▶ [Brief] Quote the whole listing verbatim.

▶ [Listed entries]
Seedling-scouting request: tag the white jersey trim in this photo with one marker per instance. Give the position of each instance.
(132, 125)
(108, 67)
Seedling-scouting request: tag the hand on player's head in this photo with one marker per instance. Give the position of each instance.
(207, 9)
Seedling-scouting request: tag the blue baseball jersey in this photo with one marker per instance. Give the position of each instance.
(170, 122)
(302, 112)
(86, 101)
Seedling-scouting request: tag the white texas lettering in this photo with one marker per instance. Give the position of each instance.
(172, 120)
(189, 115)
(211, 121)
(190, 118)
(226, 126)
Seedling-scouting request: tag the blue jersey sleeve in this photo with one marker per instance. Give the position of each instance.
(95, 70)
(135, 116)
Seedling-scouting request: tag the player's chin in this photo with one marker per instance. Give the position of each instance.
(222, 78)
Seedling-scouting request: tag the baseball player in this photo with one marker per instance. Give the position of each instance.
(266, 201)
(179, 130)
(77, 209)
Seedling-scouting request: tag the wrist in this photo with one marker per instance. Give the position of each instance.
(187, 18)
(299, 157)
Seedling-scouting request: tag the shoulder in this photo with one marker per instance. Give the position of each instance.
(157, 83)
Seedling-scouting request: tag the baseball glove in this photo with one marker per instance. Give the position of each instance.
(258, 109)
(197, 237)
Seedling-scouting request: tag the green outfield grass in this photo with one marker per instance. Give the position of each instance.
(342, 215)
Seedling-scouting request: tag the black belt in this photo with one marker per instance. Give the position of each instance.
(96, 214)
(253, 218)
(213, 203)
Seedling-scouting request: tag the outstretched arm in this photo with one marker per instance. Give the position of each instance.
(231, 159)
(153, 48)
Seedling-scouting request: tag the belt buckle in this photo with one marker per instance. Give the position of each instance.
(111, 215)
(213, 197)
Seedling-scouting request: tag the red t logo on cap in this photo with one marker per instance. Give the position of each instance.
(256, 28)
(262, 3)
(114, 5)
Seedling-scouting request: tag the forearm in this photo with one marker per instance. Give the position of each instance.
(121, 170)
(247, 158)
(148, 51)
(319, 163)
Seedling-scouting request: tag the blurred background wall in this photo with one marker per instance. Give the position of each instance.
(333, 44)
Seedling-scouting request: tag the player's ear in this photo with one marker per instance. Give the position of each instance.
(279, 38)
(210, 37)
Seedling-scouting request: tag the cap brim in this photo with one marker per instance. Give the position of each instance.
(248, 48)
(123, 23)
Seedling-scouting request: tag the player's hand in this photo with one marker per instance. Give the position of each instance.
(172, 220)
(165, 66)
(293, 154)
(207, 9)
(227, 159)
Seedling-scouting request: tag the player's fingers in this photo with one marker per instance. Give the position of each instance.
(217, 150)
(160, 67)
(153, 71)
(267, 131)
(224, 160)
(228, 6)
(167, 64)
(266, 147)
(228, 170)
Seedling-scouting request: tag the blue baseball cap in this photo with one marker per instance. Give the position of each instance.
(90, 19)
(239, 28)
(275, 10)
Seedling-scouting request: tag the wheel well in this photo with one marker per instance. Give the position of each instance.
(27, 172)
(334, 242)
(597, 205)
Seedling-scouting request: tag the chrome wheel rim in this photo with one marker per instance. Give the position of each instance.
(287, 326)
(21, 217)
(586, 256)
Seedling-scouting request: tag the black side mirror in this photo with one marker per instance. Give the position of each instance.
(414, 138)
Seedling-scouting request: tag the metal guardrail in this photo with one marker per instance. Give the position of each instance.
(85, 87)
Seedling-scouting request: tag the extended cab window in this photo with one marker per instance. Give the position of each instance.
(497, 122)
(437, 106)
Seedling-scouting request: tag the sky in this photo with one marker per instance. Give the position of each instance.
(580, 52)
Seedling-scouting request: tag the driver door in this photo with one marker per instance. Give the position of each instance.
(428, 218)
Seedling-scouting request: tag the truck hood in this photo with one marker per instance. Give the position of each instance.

▶ [Full output]
Seedling-scouting request: tag the white jersey trim in this photo with one marker per instance. Give the position of each instance.
(132, 125)
(108, 67)
Seedling-scouting request: tag the hand on player's head in this photo with one marker per instance. Give the position of each instance.
(207, 9)
Seedling-scouting request: tag the blue baseball jersey in this photo with one marker per instance. Give the position of each instance.
(170, 122)
(302, 112)
(86, 101)
Seedling-scouting request: tag the white texas lettering in this photo with one marker per instance. Give the position of each instance.
(172, 120)
(189, 115)
(211, 121)
(190, 118)
(226, 126)
Seedling-scouting request: tag the blue jersey sleeve in this photo with one marker per instance. Give the position of each instance.
(95, 70)
(135, 116)
Seedling-scouting request: tag the player's chin in this photo with one marker per instance. Give the position of each instance.
(222, 78)
Seedling-scouting request: tag the baseball player in this photo with one marker per instance. Give the position of each instance.
(266, 201)
(179, 130)
(77, 209)
Seedling-scouting request: tag the wrist in this photo with one marker per instance. Give the position of each instance.
(187, 18)
(299, 157)
Seedling-scouting request: tag the shoulder in this photo with one marker per instance. Give the position of each instance.
(157, 83)
Seedling-scouting request: tag the baseball glove in this photo with one marker per instance. Give the position of each instance.
(258, 109)
(197, 237)
Seedling-scouting request: tag the green outfield grass in this photo with one marker per instance. Give the position of each instance.
(342, 215)
Seedling-scouting request: tag the black belt in this photo with one marker per instance. Give the position of each instance.
(96, 214)
(253, 218)
(213, 203)
Seedling-scouting request: tag the outstretched arm in this photo with one marker per instance. Give the position of each instance.
(231, 159)
(153, 48)
Seedling-scouting request: tag the belt buckle in this photo with one marker per instance. Give the position of each instance.
(111, 215)
(213, 197)
Seedling-scouting request: tag the red t logo on cap in this photo with one marker per instance. Give the position of each instance.
(256, 28)
(262, 3)
(114, 5)
Seedling-scouting request: tag the forearm in this photo with one marker per instance. Give the position of each instance.
(121, 170)
(247, 158)
(148, 51)
(319, 163)
Seedling-scouting request: tag the blurred background wall in this photo with one marker per instance. Give the position of each instance.
(333, 44)
Seedling-scouting request: tag the player's ear in this photo with one marker per instance. Give the position of each instance.
(279, 38)
(210, 37)
Seedling-scouting request: tag the cap brim in this photo with one marker per instance. Give the position of each instance.
(248, 48)
(123, 23)
Seedling-scouting request: tag the player's hand in this photo with one marker per instance. Give the position of each instance.
(172, 220)
(165, 66)
(293, 154)
(207, 9)
(227, 159)
Seedling-scouting request: tag the player's fingers in this photo with one marker per instance. Give the position of each instance.
(217, 150)
(160, 67)
(153, 71)
(267, 131)
(224, 160)
(228, 6)
(167, 64)
(266, 147)
(228, 170)
Seedling-scouting request: tag the blue baseball cap in this photo with one marker per instance. Give the position of each instance.
(90, 19)
(239, 28)
(275, 10)
Seedling-scouting request: tag the wheel well in this photo with one marker per instance. Give the position of each instance.
(27, 172)
(334, 242)
(597, 205)
Seedling-scouting request: tag the chrome wheel rim in this photo with one marker per instance. Give the position of each instance.
(287, 326)
(21, 217)
(586, 256)
Seedling-scouting request: tag the black side mirror in this photo with one marker per instance. Give the position of each instance.
(414, 138)
Seedling-scouting request: tag the metal guardrail in this photo with one marker per instance. Give the position of each instance.
(85, 87)
Seedling-scouting request: tag the extended cab window in this photo with one marker per instance. Give the position of each instance.
(497, 122)
(437, 106)
Seedling-scouting request: tag the sky in this photo with one marker per instance. Give the position of each instance.
(580, 52)
Seedling-scouting request: tag the driver door in this photo with one marker per instance. Give the position of each instance.
(428, 218)
Seedling-scouting request: tag the truck hood in this photo with one marker per instance. Give the position of each instance.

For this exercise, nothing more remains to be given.